--- Supplied records ---

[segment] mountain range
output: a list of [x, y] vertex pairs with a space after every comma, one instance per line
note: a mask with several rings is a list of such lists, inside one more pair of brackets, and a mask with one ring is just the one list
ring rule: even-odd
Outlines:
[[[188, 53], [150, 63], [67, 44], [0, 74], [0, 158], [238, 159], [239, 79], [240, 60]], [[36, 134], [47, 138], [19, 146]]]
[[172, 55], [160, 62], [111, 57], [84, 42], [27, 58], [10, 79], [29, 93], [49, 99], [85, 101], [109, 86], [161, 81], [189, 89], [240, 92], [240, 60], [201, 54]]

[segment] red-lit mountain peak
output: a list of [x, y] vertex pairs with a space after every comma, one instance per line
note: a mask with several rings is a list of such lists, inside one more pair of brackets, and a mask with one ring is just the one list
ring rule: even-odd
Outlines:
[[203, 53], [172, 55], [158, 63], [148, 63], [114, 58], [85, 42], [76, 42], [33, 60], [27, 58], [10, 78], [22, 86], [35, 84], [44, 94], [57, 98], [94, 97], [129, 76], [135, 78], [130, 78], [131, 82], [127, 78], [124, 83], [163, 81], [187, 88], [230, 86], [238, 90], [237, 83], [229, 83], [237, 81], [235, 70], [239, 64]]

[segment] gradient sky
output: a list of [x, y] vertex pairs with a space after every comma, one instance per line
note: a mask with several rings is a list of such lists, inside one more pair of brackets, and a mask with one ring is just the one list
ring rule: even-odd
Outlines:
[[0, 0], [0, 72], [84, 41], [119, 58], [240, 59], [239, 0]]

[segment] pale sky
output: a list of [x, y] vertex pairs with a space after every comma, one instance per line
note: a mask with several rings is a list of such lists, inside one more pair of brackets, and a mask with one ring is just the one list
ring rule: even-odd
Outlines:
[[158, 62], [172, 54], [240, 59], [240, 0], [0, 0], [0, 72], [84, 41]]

---

Exercise instructions
Copy the records from the line with "[segment] pale sky" through the end of the records, replacing "vertex pairs" with "coordinate pairs" and leaving everything else unchanged.

Solution to this problem
[segment] pale sky
output: a list of [x, y] coordinate pairs with a space after every comma, one instance per line
note: a mask with several rings is a list of such lists, inside one more pair of brackets, and a mask with one ring is just the one list
ring rule: even-odd
Outlines:
[[158, 62], [172, 54], [240, 59], [240, 0], [0, 0], [0, 72], [84, 41]]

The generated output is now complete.